| WORK TO COMPLETE |
What lines of the material below include the string "water"? Copy all of them.
Content starts
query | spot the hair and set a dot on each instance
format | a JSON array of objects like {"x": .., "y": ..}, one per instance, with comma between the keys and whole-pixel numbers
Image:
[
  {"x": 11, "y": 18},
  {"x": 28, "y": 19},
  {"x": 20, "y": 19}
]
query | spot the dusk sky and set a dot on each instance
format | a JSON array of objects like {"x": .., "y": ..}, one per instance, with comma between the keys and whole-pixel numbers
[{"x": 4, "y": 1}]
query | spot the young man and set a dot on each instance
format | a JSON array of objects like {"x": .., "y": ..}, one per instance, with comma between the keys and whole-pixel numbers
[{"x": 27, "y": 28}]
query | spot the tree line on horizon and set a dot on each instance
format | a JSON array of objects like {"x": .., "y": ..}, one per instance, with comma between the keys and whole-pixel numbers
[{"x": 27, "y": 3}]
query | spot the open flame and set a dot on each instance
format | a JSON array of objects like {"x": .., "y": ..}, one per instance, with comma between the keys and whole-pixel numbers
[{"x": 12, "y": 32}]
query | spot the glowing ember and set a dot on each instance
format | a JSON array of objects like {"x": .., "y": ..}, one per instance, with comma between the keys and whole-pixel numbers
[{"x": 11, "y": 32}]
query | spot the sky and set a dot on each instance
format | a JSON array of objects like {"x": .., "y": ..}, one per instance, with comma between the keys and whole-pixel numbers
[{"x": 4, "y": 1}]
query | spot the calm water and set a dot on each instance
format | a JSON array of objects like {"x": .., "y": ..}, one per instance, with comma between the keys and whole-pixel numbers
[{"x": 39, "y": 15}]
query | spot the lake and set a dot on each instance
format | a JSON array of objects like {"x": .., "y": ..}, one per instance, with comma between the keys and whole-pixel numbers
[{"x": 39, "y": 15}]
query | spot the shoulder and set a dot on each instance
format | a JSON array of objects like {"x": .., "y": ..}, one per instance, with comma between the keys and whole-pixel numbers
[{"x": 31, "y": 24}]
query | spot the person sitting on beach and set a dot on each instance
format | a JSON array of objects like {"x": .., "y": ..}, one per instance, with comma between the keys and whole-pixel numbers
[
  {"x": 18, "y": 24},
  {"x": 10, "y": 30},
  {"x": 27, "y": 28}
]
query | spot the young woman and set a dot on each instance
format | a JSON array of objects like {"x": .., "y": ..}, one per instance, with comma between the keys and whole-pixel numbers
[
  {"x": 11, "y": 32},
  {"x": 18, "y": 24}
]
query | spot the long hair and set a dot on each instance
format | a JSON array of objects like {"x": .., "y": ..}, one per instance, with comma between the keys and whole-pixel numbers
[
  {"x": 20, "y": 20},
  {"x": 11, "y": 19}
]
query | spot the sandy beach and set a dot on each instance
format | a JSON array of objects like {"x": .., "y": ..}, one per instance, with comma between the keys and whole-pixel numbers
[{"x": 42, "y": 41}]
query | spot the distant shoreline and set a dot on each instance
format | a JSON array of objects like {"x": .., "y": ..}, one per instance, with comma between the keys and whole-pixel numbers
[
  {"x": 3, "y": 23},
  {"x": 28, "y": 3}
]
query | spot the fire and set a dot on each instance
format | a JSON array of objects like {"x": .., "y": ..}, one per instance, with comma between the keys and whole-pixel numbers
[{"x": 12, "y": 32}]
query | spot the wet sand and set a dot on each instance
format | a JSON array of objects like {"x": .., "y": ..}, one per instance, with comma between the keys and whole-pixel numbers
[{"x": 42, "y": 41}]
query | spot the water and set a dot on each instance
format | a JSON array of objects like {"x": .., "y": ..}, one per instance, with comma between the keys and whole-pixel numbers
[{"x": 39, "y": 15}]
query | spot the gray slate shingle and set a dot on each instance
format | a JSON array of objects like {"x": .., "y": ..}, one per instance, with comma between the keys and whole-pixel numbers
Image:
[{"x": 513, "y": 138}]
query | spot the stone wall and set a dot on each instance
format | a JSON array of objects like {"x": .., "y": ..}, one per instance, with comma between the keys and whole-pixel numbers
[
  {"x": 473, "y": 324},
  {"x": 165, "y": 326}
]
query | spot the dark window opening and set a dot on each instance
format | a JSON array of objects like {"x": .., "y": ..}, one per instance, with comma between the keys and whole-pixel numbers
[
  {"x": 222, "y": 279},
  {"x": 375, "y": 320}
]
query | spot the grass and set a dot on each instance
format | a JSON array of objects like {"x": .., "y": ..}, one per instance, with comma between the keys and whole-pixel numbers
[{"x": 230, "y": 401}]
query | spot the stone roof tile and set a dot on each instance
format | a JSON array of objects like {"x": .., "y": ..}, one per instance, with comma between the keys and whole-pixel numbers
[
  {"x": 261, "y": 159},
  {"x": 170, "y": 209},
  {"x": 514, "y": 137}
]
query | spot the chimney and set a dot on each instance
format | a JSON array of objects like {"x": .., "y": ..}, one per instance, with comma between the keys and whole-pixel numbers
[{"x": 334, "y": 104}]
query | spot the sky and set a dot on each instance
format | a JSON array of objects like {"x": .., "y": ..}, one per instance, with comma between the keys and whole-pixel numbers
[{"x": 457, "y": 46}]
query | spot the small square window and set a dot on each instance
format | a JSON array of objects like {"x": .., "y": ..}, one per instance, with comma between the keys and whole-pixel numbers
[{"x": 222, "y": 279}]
Content ends
Content starts
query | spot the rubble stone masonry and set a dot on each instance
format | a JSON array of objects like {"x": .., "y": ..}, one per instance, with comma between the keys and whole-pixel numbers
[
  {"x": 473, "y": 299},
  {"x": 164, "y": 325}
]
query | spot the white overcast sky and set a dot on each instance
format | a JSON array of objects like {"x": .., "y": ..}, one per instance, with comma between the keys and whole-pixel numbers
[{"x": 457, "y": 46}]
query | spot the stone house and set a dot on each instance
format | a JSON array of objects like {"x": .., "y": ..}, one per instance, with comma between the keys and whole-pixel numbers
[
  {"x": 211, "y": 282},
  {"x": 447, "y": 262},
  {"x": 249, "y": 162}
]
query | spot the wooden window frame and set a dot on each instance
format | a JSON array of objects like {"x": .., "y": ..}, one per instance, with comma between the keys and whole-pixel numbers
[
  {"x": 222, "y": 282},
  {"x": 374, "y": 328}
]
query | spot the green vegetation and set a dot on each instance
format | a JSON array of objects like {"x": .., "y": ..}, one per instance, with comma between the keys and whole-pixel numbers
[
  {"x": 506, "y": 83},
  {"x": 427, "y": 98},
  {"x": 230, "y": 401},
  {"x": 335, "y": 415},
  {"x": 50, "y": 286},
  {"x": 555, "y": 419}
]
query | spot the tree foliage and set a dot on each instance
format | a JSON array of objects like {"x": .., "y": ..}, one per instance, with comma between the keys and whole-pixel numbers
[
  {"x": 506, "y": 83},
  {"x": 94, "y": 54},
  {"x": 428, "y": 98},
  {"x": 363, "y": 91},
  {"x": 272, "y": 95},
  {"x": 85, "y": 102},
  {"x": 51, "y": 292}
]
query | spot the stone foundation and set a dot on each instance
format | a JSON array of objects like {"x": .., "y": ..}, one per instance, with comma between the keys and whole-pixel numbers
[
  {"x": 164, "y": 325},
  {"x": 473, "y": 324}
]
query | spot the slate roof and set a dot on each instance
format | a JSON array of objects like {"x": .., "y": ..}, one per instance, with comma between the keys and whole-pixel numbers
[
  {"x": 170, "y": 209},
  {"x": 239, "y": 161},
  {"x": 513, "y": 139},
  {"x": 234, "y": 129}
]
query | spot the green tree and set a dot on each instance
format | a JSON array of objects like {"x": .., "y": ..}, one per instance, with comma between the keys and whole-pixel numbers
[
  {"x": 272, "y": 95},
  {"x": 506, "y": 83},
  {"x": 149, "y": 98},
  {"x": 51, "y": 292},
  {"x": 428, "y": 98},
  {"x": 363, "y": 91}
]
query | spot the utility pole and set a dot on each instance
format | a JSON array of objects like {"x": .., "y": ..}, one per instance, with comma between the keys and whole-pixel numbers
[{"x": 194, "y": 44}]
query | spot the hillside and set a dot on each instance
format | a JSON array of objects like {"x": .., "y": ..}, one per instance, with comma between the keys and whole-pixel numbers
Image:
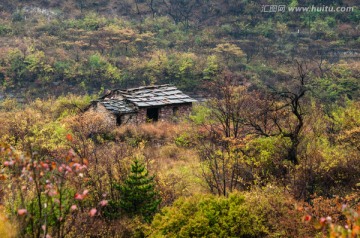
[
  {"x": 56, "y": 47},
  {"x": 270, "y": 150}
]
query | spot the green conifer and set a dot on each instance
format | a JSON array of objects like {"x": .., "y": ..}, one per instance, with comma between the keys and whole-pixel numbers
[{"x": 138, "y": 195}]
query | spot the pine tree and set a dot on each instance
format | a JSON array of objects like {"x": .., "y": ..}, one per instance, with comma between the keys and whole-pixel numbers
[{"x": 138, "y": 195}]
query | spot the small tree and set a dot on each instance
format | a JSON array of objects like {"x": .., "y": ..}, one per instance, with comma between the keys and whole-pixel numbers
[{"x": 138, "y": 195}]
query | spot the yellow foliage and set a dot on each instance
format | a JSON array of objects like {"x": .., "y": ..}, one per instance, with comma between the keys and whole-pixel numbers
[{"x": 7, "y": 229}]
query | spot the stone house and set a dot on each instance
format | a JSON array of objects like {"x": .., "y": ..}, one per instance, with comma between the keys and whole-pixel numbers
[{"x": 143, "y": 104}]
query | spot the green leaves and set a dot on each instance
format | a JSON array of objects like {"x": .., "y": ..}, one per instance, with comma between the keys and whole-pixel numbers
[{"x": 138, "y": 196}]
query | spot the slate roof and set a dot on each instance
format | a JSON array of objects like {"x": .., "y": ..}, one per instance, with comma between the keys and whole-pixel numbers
Content ends
| SOLUTION |
query | spot the calm water and set a dot on each instance
query | spot the water and set a dot on each instance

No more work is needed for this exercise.